# Exercise prompt:
Continue the news report on U.S. Postal Service staffing shortages and hiring, picking up after its last sentence.

___ Exercise text ___

Asked by The Daily Gazette for comment, USPS spokesman Stephen Doherty did not directly address the impact of personnel shortages on postal workers and postal customers. He did discuss the cause and attempted solution of the shortages.
“This has been an extraordinary year of unprecedented challenges given the COVID-19 pandemic and we continue to experience occasional challenges with employee availability,” he said via email. “We thank our customers for their understanding and continued support.”
USPS this spring announced its Delivering for America Plan, a ten-year, $40 billion investment in its infrastructure and employees with concurrent steps to control costs and raise revenue, including slower delivery schedules and higher delivery rates.
Its stated goal was to hire 100,000 people from January 2021 to January 2022; that includes 40,000 it hopes to bring on board starting next week for peak season.
From 10 a.m. to 6 p.m. Sept. 8, USPS will hold a hiring event at the Albany Main Post Office and Mail Processing Center at 30 Karner Road in Colonie.
Entry-level hourly wages are $16.87 for handlers, $18.51 for carriers and $18.69 for processors.

___ Listed entries ___

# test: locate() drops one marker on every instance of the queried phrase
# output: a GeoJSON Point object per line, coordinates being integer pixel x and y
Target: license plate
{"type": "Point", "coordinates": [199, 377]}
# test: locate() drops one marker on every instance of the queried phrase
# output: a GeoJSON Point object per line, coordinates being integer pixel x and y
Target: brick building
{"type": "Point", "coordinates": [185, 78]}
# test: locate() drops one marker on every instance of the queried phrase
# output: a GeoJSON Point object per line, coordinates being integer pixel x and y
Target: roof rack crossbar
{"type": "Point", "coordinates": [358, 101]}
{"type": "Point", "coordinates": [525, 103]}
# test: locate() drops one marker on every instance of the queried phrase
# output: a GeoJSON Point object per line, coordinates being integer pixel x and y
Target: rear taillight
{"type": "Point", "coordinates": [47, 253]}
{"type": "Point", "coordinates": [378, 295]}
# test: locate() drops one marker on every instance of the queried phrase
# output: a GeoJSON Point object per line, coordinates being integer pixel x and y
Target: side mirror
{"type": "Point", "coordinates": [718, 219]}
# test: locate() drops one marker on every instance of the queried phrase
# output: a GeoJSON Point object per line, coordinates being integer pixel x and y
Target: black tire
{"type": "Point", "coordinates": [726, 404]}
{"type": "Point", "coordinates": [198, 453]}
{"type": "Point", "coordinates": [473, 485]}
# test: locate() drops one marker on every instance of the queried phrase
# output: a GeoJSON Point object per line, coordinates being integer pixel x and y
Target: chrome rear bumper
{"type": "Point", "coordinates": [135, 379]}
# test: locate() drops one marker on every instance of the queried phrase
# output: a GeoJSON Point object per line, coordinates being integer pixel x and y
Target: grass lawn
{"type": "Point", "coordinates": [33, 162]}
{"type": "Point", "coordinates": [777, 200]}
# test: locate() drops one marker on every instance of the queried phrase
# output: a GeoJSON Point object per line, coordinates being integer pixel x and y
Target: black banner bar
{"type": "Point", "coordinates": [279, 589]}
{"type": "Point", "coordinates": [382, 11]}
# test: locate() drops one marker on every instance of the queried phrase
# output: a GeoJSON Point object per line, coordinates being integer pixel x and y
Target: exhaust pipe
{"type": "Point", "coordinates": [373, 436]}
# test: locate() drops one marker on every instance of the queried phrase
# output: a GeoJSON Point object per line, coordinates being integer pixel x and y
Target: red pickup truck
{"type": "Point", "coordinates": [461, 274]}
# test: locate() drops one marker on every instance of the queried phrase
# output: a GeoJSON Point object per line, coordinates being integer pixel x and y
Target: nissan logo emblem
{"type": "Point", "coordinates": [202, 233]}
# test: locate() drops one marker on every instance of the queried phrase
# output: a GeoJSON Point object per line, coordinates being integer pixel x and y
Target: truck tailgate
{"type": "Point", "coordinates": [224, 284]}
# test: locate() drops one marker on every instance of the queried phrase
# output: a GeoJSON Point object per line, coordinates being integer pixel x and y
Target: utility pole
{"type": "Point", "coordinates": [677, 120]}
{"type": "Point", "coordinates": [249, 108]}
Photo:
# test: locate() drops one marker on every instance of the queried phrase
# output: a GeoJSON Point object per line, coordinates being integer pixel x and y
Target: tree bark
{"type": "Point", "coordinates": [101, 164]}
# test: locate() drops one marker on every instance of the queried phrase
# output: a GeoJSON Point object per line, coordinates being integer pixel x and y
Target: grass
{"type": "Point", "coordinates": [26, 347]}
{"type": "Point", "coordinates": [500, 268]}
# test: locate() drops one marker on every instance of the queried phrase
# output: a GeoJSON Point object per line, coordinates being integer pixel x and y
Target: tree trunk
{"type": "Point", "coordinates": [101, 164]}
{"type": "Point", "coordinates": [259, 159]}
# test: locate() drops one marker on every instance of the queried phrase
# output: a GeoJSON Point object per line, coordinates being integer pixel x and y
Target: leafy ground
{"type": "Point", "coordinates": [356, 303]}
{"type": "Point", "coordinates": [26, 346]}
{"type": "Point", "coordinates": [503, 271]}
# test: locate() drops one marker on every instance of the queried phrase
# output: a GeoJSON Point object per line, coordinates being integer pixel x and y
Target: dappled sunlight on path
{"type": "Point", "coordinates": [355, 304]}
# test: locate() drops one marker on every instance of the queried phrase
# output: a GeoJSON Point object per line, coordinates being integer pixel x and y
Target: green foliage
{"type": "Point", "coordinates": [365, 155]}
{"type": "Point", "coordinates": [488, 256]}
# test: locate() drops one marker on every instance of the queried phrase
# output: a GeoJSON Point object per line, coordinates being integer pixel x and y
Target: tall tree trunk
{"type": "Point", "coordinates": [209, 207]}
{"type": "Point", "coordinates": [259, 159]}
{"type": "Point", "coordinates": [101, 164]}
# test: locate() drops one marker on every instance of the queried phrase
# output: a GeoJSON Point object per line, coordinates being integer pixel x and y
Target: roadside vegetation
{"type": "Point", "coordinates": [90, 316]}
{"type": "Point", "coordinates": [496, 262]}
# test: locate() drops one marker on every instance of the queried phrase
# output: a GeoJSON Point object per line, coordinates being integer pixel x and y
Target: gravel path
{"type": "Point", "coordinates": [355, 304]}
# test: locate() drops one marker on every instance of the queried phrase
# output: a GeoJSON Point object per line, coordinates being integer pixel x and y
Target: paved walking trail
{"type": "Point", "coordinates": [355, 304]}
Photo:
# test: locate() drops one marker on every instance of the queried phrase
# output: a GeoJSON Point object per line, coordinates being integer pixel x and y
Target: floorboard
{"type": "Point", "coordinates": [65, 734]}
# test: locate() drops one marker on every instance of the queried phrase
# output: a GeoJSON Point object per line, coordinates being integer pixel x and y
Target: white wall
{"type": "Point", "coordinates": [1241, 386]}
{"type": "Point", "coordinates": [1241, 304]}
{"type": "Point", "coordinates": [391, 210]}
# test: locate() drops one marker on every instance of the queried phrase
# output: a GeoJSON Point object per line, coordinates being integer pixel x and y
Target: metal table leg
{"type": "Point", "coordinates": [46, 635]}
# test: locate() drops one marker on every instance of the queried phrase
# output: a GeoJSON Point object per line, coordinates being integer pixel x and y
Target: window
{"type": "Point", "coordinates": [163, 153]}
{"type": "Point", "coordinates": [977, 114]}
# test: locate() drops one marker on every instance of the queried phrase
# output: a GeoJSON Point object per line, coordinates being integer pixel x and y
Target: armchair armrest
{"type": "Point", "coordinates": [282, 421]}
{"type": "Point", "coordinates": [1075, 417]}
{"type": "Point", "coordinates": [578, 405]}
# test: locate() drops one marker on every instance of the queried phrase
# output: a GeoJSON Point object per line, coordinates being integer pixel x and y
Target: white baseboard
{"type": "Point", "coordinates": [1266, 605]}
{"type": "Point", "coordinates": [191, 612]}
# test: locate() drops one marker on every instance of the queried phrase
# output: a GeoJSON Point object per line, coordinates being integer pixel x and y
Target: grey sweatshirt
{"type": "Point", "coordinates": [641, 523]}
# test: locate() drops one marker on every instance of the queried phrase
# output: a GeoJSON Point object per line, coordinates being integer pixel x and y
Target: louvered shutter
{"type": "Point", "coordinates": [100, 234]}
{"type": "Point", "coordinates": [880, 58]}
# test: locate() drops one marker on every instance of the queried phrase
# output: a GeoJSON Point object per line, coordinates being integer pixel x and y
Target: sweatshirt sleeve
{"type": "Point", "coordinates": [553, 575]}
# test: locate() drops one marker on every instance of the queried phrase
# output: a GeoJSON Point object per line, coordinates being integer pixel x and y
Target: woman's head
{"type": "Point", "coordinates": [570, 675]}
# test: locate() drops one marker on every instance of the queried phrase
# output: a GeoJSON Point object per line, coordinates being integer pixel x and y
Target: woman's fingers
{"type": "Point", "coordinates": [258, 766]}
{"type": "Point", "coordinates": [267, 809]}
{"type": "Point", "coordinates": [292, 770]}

___

# Response to this task:
“The pandemic has challenged us, like all companies, with employee availability issues,” Doherty said. “We’re proud of our more than 640,000 employees who have stepped up under difficult circumstances to serve our customers and keep the mail moving.”
Cook pooh-poohed the salary figures, saying the woman who served him lunch in Glenville last week gets $20 an hour and UPS in Latham is starting people at $25 an hour.
“Maybe $18 an hour is OK in Des Moines,” he said.
NOT ALL ARE STRUGGLING
The picture is different for the American Postal Workers Union local in Albany, where membership recently has grown to nearly 600 members.
The Mail Processing Center in Colonie has no shortage of personnel now, in the off-peak season, Local 309 President John Tabak said.
But there were problems last year as Americans began to work and shop from home, and mail volume exploded at the Colonie facility.
“There was so much mail at the plant it was actually hard to move through the aisles,” Tabak recalled.
USPS installed two new sorting machines that handle 30,000 to 35,000 letters an hour in Colonie and expanded its workforce substantially, he said.
Shortages, when they happen now, are usually at the retail windows, he added.
After some period of employment, USPS converts a worker from non-career to career, with an accompanying increase in pay and benefits.
Tabak said USPS appears to have accelerated the conversion timetable for APWU members in Albany. In the last six months, 98 of his members were boosted to career and received significant pay hikes, plus full federal benefits, he said.
The National Postal Mail Handlers Union is substantially smaller than either the Letter Carriers or Postal Workers unions.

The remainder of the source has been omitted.